DOCUMENT PASSAGE:
French Celebrities Born In June

Also Known As: J. J. Rousseau, Jean Jaques Rousseau

Died At Age: 66

Family:

father: Isaac Rousseau

mother: Suzanne Bernard Rousseau

Born Country: Switzerland

Quotes By Jean-Jacques Rousseau Writers

Died on: July 2, 1778

place of death: Ermenonville, France

City: Geneva, Switzerland

Childhood & Early Years
Jean-Jacques Rousseau was born on 28 June 1712 in Geneva, at that time, a city-state under Swiss Confederacy. His father, Isaac Rousseau, came from a middle-class family of watchmakers and was himself involved in that trade. He was also well-educated and had a taste for music.
His mother, Suzanne nee Bernard Rousseau, came from an upper-class family. She was raised by her uncle, Samuel Bernard, a Calvinist preacher and the house they lived in was a gift from him.The couple had two sons; François and Jean-Jacques.
Nine days after giving birth to her younger son, Jean Jacques, Suzanne died from puerperal fever. Thereafter, his father sold the house and moving out of the upper-class locality, they settled down in an artisan’s neighborhood.

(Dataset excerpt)
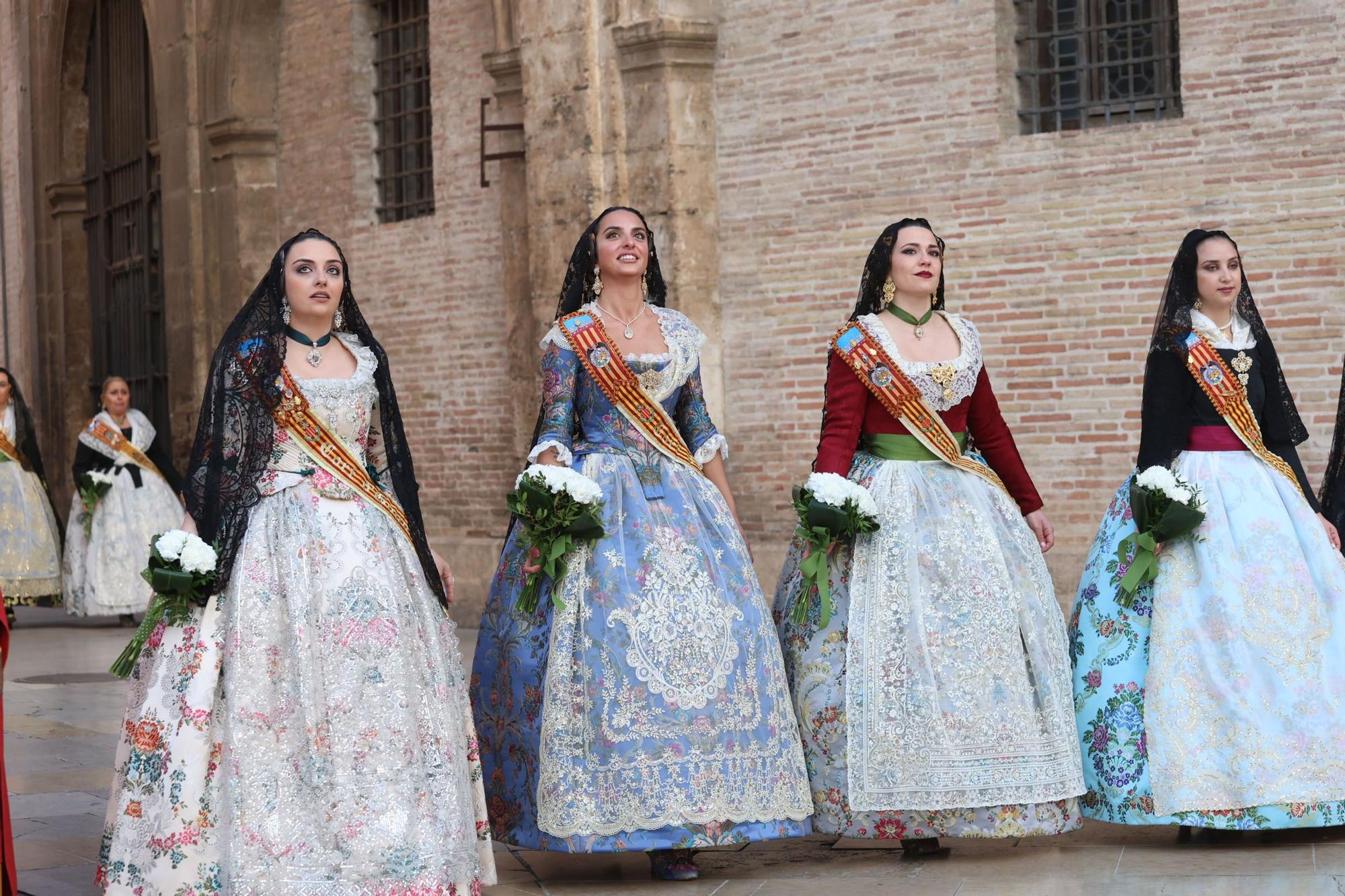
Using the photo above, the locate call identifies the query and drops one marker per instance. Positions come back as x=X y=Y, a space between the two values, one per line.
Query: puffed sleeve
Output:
x=843 y=419
x=693 y=421
x=996 y=444
x=1165 y=411
x=88 y=460
x=560 y=378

TO-DO LIST:
1. Answer these questions using the Rousseau profile:
(a) Where did Rousseau die?
(b) What trade was his father involved in?
(c) How many days after giving birth to Jean-Jacques did his mother die, and from what cause?
2. Transcribe the passage of the Rousseau profile starting with "Died on: July" and going on through "an artisan’s neighborhood.".

RESPONSES IN ORDER:
1.
(a) Ermenonville, France
(b) Watchmaking
(c) Nine days, from puerperal fever

2.
Died on: July 2, 1778

place of death: Ermenonville, France

City: Geneva, Switzerland

Childhood & Early Years
Jean-Jacques Rousseau was born on 28 June 1712 in Geneva, at that time, a city-state under Swiss Confederacy. His father, Isaac Rousseau, came from a middle-class family of watchmakers and was himself involved in that trade. He was also well-educated and had a taste for music.
His mother, Suzanne nee Bernard Rousseau, came from an upper-class family. She was raised by her uncle, Samuel Bernard, a Calvinist preacher and the house they lived in was a gift from him.The couple had two sons; François and Jean-Jacques.
Nine days after giving birth to her younger son, Jean Jacques, Suzanne died from puerperal fever. Thereafter, his father sold the house and moving out of the upper-class locality, they settled down in an artisan’s neighborhood.